## THE TASK
Gather every line of the items below that contains the word "window", and copy each of those lines in full. Case counts.

Records from a data collection:
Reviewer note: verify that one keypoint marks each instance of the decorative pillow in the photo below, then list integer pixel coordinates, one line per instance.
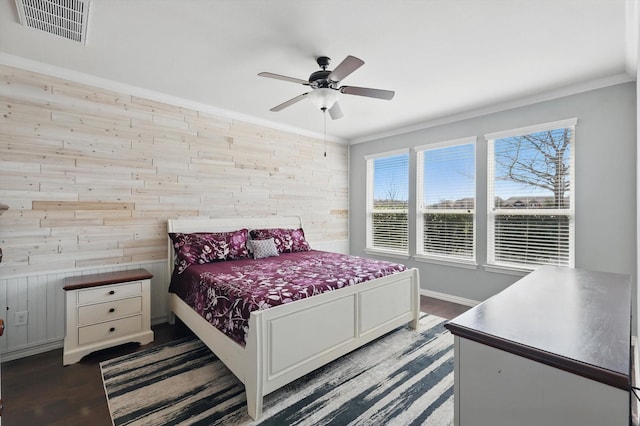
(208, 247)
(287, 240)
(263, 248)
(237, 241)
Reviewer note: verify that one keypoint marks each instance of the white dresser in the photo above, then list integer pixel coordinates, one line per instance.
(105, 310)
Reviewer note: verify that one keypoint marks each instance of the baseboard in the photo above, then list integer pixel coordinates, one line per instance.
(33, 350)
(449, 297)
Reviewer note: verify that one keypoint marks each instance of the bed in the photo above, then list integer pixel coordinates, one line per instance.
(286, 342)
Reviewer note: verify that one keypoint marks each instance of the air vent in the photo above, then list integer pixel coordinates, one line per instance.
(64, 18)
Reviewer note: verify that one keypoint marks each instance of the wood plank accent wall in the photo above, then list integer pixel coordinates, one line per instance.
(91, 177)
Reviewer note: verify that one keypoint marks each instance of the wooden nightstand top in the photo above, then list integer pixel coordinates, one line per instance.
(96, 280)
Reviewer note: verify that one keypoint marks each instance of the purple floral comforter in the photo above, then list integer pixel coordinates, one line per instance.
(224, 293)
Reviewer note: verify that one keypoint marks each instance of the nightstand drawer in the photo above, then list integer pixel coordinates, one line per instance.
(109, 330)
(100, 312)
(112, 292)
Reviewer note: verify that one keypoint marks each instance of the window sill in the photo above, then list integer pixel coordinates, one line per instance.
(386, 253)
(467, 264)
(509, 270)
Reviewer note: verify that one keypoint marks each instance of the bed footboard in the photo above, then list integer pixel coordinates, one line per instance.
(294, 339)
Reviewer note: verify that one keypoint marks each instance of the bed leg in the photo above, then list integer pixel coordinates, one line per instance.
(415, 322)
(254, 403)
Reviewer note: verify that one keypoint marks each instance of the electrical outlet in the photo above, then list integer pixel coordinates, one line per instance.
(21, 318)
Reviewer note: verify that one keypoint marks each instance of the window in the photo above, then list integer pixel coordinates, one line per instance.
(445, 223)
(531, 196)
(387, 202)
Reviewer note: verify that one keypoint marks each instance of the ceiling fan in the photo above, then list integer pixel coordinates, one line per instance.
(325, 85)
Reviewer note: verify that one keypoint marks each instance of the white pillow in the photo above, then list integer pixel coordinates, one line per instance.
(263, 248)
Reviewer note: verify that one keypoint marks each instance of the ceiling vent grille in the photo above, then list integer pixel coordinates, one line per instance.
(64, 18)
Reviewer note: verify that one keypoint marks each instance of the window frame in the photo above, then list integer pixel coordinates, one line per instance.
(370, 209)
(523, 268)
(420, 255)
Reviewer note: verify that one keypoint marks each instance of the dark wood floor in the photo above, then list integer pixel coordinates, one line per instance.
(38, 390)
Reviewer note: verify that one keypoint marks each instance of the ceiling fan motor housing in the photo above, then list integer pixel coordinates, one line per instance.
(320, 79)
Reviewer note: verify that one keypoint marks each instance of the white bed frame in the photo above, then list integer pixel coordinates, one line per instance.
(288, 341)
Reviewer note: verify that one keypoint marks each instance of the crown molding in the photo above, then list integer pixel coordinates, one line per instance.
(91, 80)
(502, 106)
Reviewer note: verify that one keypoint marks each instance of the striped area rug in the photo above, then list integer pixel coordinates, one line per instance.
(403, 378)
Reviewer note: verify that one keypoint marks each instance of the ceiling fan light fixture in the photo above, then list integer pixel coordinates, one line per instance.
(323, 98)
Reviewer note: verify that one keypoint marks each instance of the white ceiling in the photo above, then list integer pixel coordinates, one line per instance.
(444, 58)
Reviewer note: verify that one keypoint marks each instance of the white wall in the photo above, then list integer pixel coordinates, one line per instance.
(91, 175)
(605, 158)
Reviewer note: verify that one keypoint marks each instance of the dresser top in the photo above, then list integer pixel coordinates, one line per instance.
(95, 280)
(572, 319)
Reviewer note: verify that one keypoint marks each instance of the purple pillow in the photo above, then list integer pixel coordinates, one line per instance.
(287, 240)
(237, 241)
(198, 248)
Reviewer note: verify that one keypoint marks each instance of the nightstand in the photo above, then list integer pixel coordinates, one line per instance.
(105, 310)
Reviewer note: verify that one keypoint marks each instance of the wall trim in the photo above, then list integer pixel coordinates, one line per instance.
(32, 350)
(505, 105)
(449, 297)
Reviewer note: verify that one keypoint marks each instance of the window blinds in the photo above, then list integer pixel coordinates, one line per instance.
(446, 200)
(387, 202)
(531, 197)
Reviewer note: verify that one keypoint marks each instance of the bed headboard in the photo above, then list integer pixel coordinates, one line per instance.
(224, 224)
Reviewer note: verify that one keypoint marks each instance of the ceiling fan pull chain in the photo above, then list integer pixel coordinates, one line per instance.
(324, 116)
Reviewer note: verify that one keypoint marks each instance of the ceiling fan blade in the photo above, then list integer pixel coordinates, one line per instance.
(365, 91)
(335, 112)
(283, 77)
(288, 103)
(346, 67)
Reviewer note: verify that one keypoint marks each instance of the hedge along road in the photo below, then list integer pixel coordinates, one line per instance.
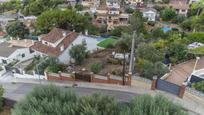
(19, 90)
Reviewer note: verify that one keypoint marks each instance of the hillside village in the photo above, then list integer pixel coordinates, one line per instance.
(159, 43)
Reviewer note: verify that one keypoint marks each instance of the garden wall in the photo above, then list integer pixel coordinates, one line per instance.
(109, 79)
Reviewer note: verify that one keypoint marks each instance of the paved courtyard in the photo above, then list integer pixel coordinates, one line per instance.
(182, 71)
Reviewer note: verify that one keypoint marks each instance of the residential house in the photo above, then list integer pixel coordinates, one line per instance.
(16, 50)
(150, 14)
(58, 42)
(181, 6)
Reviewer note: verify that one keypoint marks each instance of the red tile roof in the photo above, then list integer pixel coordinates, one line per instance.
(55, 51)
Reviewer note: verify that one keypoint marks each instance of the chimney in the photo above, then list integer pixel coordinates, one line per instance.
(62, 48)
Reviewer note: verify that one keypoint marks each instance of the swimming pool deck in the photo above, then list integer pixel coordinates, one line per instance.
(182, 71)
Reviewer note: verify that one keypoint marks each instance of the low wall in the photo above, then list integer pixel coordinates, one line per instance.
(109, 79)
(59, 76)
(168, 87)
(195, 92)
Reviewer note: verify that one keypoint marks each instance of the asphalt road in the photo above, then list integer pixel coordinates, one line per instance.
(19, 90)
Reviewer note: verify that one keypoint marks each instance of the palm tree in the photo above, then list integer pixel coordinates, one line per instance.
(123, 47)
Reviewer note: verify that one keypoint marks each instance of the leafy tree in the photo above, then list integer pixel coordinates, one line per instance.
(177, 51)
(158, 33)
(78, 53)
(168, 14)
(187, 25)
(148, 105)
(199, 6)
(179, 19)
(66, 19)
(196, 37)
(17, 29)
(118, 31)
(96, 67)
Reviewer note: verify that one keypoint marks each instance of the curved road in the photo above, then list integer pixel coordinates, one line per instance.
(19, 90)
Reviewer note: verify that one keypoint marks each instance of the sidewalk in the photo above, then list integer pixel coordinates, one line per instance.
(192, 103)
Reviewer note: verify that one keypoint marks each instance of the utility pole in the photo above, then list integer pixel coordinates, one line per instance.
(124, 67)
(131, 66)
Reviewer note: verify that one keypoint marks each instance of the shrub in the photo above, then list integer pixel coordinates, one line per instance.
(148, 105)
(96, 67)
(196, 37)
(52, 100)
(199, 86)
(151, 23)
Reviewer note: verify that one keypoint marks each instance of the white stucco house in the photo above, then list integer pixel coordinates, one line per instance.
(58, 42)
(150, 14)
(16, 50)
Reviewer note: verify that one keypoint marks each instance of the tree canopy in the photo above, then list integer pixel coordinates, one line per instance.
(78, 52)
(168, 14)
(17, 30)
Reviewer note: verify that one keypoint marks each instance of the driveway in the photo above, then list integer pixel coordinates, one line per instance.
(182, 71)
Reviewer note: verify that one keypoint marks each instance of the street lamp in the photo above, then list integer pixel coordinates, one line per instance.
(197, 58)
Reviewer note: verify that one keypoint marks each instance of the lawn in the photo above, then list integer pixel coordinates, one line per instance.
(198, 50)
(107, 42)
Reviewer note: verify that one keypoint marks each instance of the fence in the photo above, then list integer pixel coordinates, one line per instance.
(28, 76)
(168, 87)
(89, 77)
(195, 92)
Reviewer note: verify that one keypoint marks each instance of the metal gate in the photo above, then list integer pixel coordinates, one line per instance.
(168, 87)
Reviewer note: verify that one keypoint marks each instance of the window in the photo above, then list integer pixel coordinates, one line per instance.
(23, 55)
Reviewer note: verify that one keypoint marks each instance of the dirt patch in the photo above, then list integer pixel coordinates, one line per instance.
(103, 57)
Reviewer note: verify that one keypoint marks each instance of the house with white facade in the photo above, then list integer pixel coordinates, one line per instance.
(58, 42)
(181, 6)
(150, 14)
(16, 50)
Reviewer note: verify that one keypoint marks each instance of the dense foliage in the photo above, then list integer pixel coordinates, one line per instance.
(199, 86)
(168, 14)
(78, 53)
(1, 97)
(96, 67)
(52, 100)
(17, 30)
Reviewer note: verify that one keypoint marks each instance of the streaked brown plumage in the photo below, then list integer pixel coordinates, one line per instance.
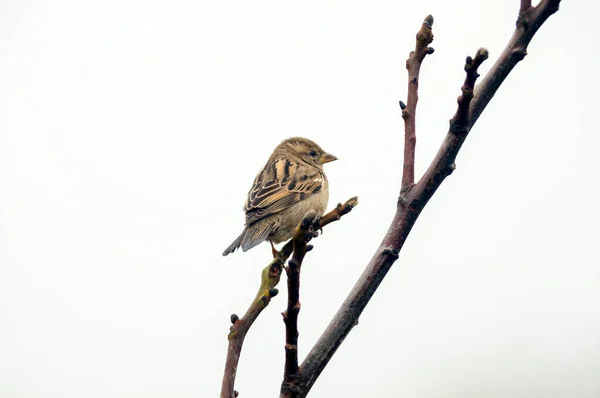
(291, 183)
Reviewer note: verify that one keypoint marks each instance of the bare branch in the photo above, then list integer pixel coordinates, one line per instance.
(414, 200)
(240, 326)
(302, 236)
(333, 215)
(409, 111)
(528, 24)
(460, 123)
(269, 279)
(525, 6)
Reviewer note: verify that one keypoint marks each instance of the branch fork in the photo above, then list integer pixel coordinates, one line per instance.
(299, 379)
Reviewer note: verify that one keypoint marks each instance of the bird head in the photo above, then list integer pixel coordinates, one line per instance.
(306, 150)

---

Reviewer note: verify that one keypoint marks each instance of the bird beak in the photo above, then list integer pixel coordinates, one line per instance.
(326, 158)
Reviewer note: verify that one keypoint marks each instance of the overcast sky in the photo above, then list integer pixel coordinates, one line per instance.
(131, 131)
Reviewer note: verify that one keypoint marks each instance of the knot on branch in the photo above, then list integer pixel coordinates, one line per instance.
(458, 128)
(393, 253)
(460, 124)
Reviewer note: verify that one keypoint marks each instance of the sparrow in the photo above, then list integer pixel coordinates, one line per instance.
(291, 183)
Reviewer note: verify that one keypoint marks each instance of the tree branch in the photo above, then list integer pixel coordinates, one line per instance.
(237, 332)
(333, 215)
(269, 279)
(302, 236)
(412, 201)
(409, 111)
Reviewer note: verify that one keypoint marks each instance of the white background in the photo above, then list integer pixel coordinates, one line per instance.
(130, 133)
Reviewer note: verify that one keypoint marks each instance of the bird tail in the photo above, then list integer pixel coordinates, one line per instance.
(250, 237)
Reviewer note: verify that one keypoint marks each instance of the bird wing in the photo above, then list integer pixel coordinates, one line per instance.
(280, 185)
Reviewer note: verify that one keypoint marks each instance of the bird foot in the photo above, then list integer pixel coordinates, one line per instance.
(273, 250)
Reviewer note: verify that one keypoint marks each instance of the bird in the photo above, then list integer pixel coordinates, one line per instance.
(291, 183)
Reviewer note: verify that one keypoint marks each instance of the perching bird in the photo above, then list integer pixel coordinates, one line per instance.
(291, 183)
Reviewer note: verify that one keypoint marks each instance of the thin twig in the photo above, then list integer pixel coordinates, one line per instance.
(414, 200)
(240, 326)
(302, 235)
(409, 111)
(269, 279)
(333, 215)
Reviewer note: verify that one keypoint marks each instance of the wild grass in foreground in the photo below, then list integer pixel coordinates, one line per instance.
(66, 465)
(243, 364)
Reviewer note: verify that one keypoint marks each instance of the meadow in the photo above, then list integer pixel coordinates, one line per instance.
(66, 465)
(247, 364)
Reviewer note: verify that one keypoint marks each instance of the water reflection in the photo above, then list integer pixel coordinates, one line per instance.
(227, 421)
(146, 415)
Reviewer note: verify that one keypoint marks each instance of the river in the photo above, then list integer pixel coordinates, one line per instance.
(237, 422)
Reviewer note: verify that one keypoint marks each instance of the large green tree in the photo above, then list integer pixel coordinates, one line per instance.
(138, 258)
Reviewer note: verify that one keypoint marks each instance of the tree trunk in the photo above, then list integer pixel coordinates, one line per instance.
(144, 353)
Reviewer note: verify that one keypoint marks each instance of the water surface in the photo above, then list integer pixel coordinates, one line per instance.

## WORKED SOLUTION
Reviewer note: verify that one keypoint marks each instance of the window sill in the photo above, then list integer pixel coordinates, one line per instance.
Reviewer note: verify that one keypoint marks each instance of the window in the photo above, then list integer pixel coordinates, one line per instance.
Reviewer note: verify that one keypoint marks each instance of the window frame in the photo above, then list integer pixel coordinates, one line per instance.
Reviewer note: verify that one keypoint marks each instance of the window blinds in the photo above, then list integer pixel coordinates, one line per instance.
Reviewer note: verify that one keypoint marks each instance of the window in the photo above, then list integer pixel coordinates, one line per instance.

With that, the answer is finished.